#### Data supplied ####
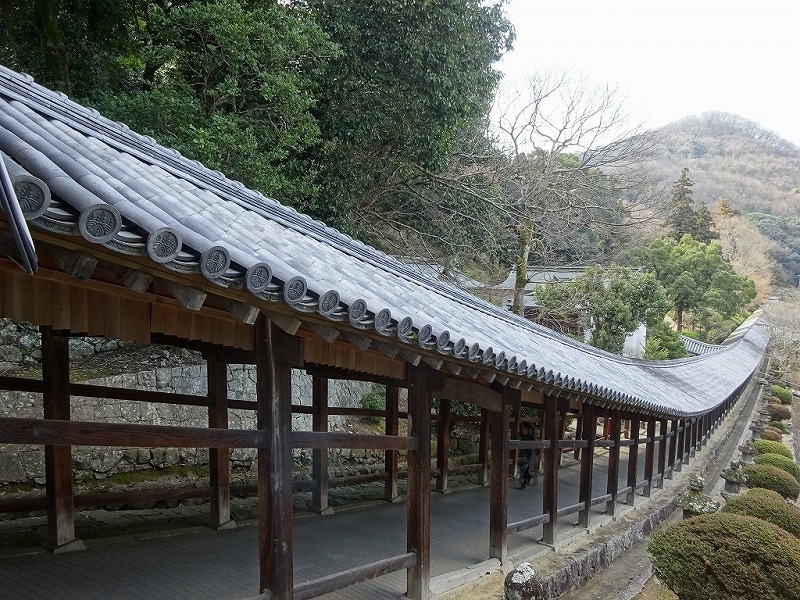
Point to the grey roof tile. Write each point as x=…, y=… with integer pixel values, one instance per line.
x=189, y=218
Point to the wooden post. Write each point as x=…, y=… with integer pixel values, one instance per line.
x=612, y=486
x=578, y=434
x=443, y=445
x=391, y=491
x=551, y=463
x=58, y=459
x=498, y=498
x=219, y=458
x=633, y=460
x=672, y=454
x=483, y=448
x=649, y=456
x=516, y=422
x=688, y=438
x=419, y=483
x=274, y=414
x=319, y=466
x=589, y=430
x=680, y=446
x=662, y=454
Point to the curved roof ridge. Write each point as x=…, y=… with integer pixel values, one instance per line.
x=124, y=191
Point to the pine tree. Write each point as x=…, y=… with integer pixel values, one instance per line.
x=682, y=216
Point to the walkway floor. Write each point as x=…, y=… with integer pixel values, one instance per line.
x=197, y=562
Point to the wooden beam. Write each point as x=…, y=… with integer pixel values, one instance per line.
x=391, y=491
x=58, y=458
x=649, y=456
x=662, y=454
x=633, y=461
x=551, y=431
x=589, y=430
x=190, y=298
x=219, y=458
x=443, y=445
x=498, y=493
x=274, y=419
x=471, y=392
x=91, y=433
x=74, y=264
x=246, y=313
x=319, y=466
x=419, y=478
x=612, y=485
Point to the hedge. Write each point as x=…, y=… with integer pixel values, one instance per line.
x=769, y=506
x=772, y=478
x=780, y=412
x=770, y=447
x=781, y=426
x=784, y=395
x=727, y=556
x=772, y=434
x=780, y=461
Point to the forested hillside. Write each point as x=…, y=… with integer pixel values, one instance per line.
x=733, y=158
x=754, y=169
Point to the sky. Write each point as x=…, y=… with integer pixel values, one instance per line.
x=671, y=59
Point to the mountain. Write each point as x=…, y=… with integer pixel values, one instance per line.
x=753, y=168
x=731, y=157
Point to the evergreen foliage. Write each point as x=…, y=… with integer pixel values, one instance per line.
x=772, y=478
x=727, y=556
x=780, y=461
x=784, y=395
x=769, y=447
x=766, y=505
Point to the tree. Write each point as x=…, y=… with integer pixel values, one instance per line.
x=612, y=302
x=572, y=164
x=696, y=277
x=395, y=101
x=681, y=217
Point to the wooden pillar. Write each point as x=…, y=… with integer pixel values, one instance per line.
x=550, y=432
x=443, y=446
x=391, y=491
x=274, y=415
x=672, y=454
x=578, y=434
x=688, y=440
x=633, y=460
x=419, y=483
x=680, y=446
x=662, y=454
x=219, y=458
x=589, y=429
x=498, y=498
x=483, y=448
x=649, y=456
x=612, y=485
x=516, y=423
x=58, y=459
x=319, y=465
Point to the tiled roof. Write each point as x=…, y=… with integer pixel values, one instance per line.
x=123, y=191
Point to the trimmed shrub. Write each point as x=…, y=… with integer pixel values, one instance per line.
x=784, y=395
x=780, y=412
x=772, y=434
x=769, y=506
x=770, y=447
x=772, y=478
x=730, y=556
x=780, y=461
x=780, y=426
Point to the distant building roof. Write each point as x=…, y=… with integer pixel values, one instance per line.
x=134, y=198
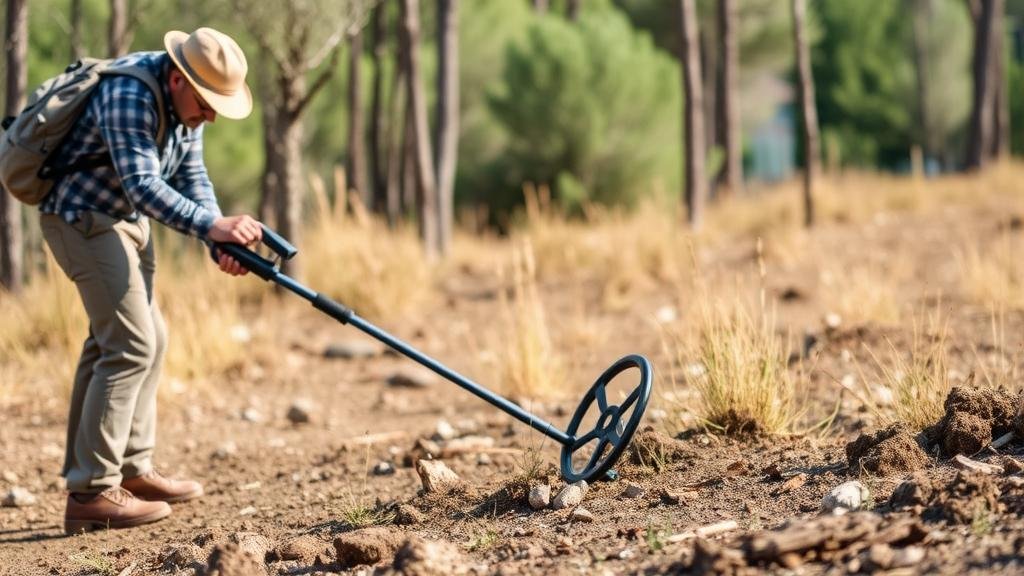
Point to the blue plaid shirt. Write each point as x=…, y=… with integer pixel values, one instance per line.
x=170, y=186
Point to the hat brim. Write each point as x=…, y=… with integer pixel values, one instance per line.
x=235, y=107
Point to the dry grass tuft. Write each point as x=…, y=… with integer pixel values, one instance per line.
x=530, y=366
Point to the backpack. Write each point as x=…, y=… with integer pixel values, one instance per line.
x=32, y=137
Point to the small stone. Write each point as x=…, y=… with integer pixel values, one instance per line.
x=18, y=497
x=350, y=350
x=444, y=430
x=540, y=496
x=413, y=377
x=581, y=515
x=300, y=412
x=569, y=496
x=383, y=468
x=435, y=475
x=252, y=415
x=847, y=496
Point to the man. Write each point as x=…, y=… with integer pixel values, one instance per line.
x=96, y=222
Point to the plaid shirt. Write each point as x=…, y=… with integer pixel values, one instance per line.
x=171, y=187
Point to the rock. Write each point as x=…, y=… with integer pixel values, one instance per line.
x=349, y=350
x=303, y=548
x=229, y=560
x=415, y=377
x=301, y=411
x=848, y=496
x=887, y=452
x=429, y=558
x=252, y=543
x=569, y=496
x=383, y=468
x=633, y=491
x=182, y=557
x=369, y=545
x=581, y=515
x=408, y=515
x=436, y=476
x=18, y=497
x=444, y=430
x=540, y=496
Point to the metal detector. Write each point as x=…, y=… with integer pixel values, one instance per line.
x=585, y=456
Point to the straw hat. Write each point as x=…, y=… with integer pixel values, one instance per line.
x=214, y=65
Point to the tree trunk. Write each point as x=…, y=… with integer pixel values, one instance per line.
x=378, y=164
x=923, y=10
x=425, y=180
x=16, y=47
x=983, y=110
x=696, y=183
x=117, y=32
x=77, y=51
x=572, y=9
x=808, y=110
x=448, y=116
x=729, y=124
x=356, y=165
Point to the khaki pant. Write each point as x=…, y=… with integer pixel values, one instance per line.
x=113, y=417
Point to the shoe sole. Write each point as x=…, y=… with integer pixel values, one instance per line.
x=78, y=526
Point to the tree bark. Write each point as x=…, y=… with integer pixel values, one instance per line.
x=923, y=10
x=983, y=110
x=378, y=162
x=425, y=179
x=356, y=165
x=448, y=117
x=118, y=37
x=808, y=110
x=16, y=47
x=729, y=124
x=77, y=51
x=693, y=133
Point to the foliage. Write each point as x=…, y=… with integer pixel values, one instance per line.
x=603, y=106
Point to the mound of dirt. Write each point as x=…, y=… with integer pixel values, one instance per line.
x=370, y=545
x=230, y=560
x=651, y=448
x=967, y=498
x=974, y=416
x=889, y=451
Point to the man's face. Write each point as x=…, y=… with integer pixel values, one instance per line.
x=187, y=104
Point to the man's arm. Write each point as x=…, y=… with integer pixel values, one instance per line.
x=127, y=117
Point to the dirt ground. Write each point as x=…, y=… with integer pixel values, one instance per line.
x=287, y=497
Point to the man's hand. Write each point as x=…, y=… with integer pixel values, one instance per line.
x=238, y=230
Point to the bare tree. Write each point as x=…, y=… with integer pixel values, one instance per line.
x=378, y=164
x=693, y=133
x=77, y=51
x=297, y=39
x=15, y=47
x=448, y=116
x=425, y=181
x=730, y=130
x=356, y=164
x=808, y=110
x=983, y=112
x=118, y=32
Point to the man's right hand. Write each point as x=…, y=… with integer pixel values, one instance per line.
x=238, y=230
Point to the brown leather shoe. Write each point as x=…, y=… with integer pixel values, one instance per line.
x=153, y=486
x=114, y=507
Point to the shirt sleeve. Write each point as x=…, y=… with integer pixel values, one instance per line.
x=192, y=179
x=126, y=114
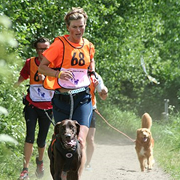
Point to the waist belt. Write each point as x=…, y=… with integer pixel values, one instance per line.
x=75, y=91
x=65, y=96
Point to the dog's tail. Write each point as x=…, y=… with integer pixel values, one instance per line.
x=146, y=121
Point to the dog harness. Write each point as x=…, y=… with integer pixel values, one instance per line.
x=66, y=154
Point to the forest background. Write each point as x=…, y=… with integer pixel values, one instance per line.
x=125, y=34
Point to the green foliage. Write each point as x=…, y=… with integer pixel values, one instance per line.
x=123, y=32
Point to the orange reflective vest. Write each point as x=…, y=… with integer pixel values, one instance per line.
x=76, y=60
x=37, y=92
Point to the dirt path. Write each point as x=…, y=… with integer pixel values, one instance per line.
x=115, y=159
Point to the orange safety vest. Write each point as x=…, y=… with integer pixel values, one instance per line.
x=76, y=60
x=37, y=92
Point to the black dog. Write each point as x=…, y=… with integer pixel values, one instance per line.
x=64, y=151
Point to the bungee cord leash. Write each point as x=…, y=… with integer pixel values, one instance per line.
x=114, y=127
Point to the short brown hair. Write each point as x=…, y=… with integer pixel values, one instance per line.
x=74, y=14
x=41, y=40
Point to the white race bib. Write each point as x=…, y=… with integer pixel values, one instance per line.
x=80, y=79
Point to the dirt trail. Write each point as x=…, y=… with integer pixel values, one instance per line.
x=115, y=159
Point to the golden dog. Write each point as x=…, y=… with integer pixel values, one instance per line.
x=144, y=143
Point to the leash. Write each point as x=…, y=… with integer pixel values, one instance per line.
x=113, y=127
x=72, y=105
x=49, y=117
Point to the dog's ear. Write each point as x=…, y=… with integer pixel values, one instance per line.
x=78, y=127
x=56, y=128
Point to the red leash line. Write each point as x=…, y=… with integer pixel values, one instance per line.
x=113, y=127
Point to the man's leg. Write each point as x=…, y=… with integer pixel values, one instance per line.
x=90, y=144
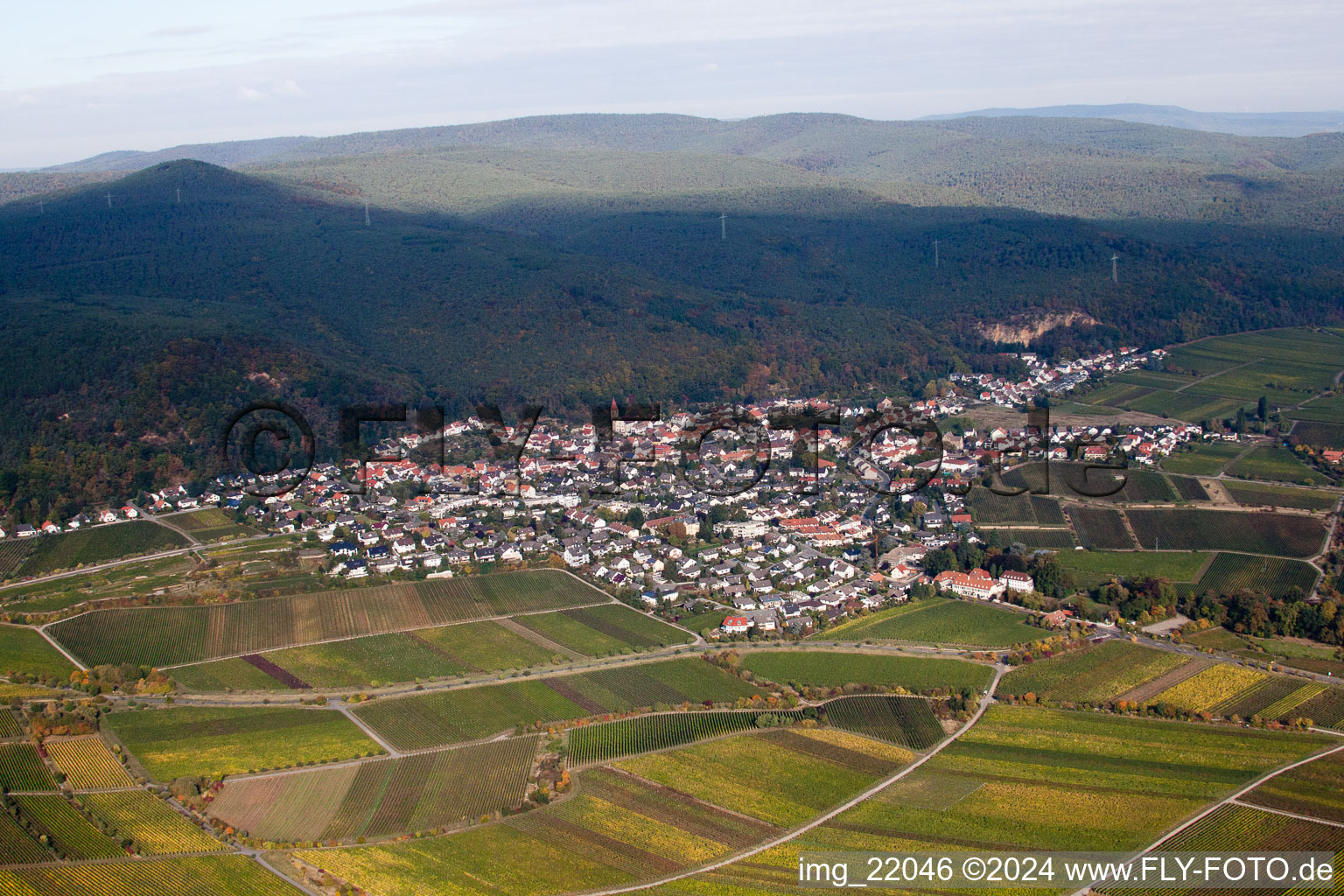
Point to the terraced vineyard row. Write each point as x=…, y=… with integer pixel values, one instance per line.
x=453, y=717
x=602, y=743
x=171, y=635
x=381, y=797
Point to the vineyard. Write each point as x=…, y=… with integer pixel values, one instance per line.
x=835, y=669
x=22, y=768
x=1092, y=675
x=1184, y=529
x=1277, y=577
x=88, y=763
x=69, y=832
x=1314, y=788
x=938, y=621
x=25, y=650
x=173, y=635
x=381, y=797
x=1101, y=528
x=1215, y=687
x=213, y=742
x=907, y=722
x=155, y=828
x=469, y=713
x=233, y=875
x=604, y=743
x=640, y=818
x=97, y=544
x=599, y=632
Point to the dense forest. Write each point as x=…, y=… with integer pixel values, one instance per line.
x=581, y=262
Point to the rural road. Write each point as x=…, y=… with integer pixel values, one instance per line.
x=822, y=820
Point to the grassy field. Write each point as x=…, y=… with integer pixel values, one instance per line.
x=1320, y=436
x=1135, y=564
x=213, y=742
x=752, y=775
x=601, y=632
x=1101, y=528
x=233, y=875
x=1274, y=464
x=172, y=635
x=1264, y=494
x=25, y=650
x=469, y=713
x=1092, y=675
x=1314, y=788
x=1208, y=690
x=1186, y=529
x=684, y=806
x=613, y=740
x=381, y=797
x=938, y=621
x=907, y=722
x=1230, y=572
x=97, y=544
x=1025, y=780
x=155, y=826
x=1205, y=458
x=828, y=669
x=22, y=768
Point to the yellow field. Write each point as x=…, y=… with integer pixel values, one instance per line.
x=88, y=763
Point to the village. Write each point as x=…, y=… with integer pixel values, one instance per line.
x=807, y=532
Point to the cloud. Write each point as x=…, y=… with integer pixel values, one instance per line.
x=179, y=32
x=290, y=89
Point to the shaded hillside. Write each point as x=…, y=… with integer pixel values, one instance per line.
x=132, y=331
x=1083, y=167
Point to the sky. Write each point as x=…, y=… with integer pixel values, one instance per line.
x=80, y=78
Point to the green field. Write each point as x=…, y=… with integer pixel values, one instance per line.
x=225, y=675
x=22, y=768
x=361, y=662
x=469, y=713
x=830, y=669
x=70, y=833
x=1136, y=564
x=191, y=875
x=97, y=544
x=1205, y=458
x=1095, y=673
x=173, y=635
x=213, y=742
x=1264, y=494
x=907, y=722
x=1274, y=464
x=381, y=797
x=210, y=524
x=1277, y=577
x=27, y=650
x=938, y=621
x=1187, y=529
x=612, y=740
x=642, y=818
x=1101, y=528
x=601, y=632
x=1025, y=780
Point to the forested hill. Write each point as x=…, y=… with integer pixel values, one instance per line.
x=136, y=316
x=1082, y=167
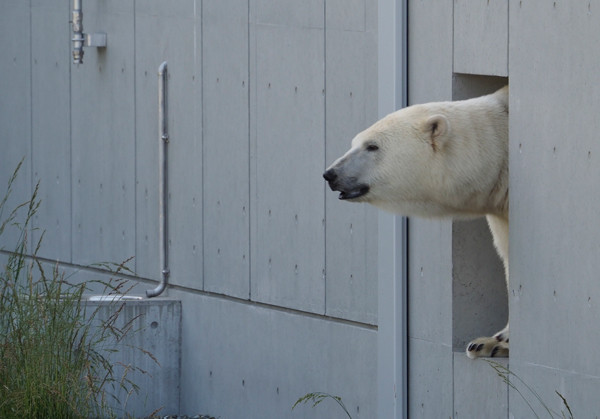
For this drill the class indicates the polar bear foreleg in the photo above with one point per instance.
(497, 345)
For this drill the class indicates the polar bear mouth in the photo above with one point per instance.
(354, 193)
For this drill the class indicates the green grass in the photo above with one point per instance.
(53, 349)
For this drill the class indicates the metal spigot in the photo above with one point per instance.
(81, 39)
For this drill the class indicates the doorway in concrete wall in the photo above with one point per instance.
(479, 294)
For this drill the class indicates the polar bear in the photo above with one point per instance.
(443, 159)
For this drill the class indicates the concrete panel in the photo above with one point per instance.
(351, 236)
(50, 125)
(226, 128)
(481, 37)
(554, 190)
(290, 13)
(246, 360)
(347, 15)
(165, 31)
(289, 150)
(429, 379)
(154, 328)
(479, 392)
(103, 139)
(430, 282)
(15, 102)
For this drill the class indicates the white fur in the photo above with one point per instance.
(432, 160)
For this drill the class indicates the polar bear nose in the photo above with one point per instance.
(330, 175)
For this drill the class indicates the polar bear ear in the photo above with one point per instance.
(436, 128)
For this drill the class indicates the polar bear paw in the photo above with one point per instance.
(495, 346)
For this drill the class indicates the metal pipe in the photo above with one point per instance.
(78, 37)
(163, 190)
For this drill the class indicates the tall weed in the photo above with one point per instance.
(53, 349)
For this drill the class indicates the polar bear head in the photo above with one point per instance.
(434, 159)
(390, 164)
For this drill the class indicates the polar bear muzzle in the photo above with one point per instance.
(349, 187)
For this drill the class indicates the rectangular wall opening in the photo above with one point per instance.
(479, 294)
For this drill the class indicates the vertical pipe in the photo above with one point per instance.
(78, 37)
(163, 190)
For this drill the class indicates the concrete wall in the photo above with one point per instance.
(277, 278)
(547, 51)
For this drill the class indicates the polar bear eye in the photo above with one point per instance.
####
The exercise
Rewrite the lines from the one containing "Point to the rock." up to and including the one containing "x=78, y=526", keeping the requests, and increase every x and y coordinate in the answers by 96.

Final result
Point to the rock. Write each point as x=…, y=… with integer pixel values, one instance per line.
x=445, y=446
x=399, y=644
x=325, y=656
x=511, y=473
x=397, y=507
x=944, y=592
x=983, y=548
x=525, y=654
x=348, y=639
x=665, y=592
x=479, y=564
x=729, y=587
x=278, y=653
x=465, y=641
x=677, y=611
x=504, y=611
x=532, y=572
x=114, y=593
x=540, y=526
x=636, y=592
Point to the metal detector. Write each point as x=…, y=… with integer pixel values, one instance per line.
x=681, y=552
Point to the straw hat. Write each point as x=…, y=… with integer pixel values, one instance per line.
x=310, y=161
Point to the tree trunk. Write each point as x=…, y=… with integer pixel values, one instance per line.
x=474, y=260
x=1019, y=106
x=521, y=276
x=112, y=143
x=1079, y=206
x=792, y=279
x=213, y=128
x=173, y=147
x=668, y=105
x=904, y=206
x=544, y=212
x=825, y=220
x=452, y=261
Point to the khaki pant. Write each point as x=…, y=… with integer pixel values, one instance per line.
x=209, y=513
Point to the shoe sole. Write each point as x=…, y=… with integer pixel values, one instance per line.
x=174, y=622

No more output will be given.